Object pointing dataset records:
──────────
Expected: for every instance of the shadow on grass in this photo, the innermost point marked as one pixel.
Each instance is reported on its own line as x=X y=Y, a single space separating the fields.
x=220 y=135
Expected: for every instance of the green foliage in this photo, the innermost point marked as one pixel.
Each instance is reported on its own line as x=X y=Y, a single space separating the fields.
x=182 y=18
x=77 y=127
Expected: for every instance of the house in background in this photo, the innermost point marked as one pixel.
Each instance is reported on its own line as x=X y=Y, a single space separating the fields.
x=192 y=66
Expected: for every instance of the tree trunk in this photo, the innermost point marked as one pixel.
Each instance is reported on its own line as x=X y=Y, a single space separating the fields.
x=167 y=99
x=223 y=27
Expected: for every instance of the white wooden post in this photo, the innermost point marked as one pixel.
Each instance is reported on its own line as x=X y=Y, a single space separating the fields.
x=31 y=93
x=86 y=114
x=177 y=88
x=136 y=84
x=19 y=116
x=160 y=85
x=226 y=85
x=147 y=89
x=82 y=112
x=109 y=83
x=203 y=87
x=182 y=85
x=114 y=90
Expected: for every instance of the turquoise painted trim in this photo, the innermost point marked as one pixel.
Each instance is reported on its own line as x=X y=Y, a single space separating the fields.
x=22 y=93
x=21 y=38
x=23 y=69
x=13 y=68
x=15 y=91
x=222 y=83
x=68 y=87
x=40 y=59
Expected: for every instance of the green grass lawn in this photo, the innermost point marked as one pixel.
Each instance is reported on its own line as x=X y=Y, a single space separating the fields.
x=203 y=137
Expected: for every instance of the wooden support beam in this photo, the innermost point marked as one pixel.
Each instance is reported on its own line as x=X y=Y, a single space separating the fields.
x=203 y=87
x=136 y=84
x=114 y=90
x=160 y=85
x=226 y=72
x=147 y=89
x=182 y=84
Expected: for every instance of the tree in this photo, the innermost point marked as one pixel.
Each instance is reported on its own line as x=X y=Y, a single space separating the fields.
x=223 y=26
──────────
* _Task objective_
Can you reproduce every line of the records above exactly as they appear, in the same order?

* _Written solution_
Expected: for every instance of the shadow on grass in this photo, the innermost point marked as one pixel.
Each instance is reported on its own line as x=X y=Y, a single space separating the fields.
x=220 y=135
Expected: for every instance of the green foliage in this photo, the innermost point marked as one pixel.
Each instance is reported on its own line as x=X y=Y, a single space separating the fields.
x=182 y=18
x=77 y=127
Expected: for every instance of the house in background in this photo, the innermost point marked as one pixel.
Each instance is reported on its own line as x=X y=Y, a single space separating the fields.
x=192 y=66
Expected: for every instance of the tree trunk in this photo, the innermost point marked as one pixel.
Each instance is reported on its own line as x=X y=Y, a single space separating the fields.
x=167 y=99
x=223 y=27
Expected: for every instance of the white wooden post in this photo, the innermost point marked as one pixel.
Each instance is reported on its own line as x=X y=Y, a single space separating the fields.
x=31 y=93
x=86 y=114
x=177 y=88
x=136 y=84
x=19 y=116
x=160 y=85
x=226 y=85
x=147 y=89
x=82 y=112
x=109 y=83
x=203 y=87
x=182 y=85
x=114 y=90
Expected: for every instance of the turquoise painted trim in this photo, the innermost point marked as one pixel.
Each instance is reported on its own line as x=X y=Y, a single space separating the fields.
x=22 y=93
x=21 y=38
x=23 y=69
x=13 y=68
x=15 y=91
x=222 y=83
x=68 y=87
x=40 y=59
Expected: for every instance of the green grass lawn in this photo, the innermost point marked as one pixel.
Each instance is reported on its own line as x=X y=Y, a single space separating the fields.
x=203 y=137
Expected: for every instance of the wooden support beam in this photo, the innermost point marked as one pixel.
Each instance is reported on its own line as x=X y=Y, a single space separating the fields.
x=203 y=87
x=136 y=84
x=114 y=90
x=160 y=85
x=226 y=72
x=147 y=89
x=182 y=84
Expected: for every instance of the tree in this photo, the innermost point marked as one pixel.
Each instance is reported on its own line as x=X y=Y, a single space separating the fields.
x=223 y=26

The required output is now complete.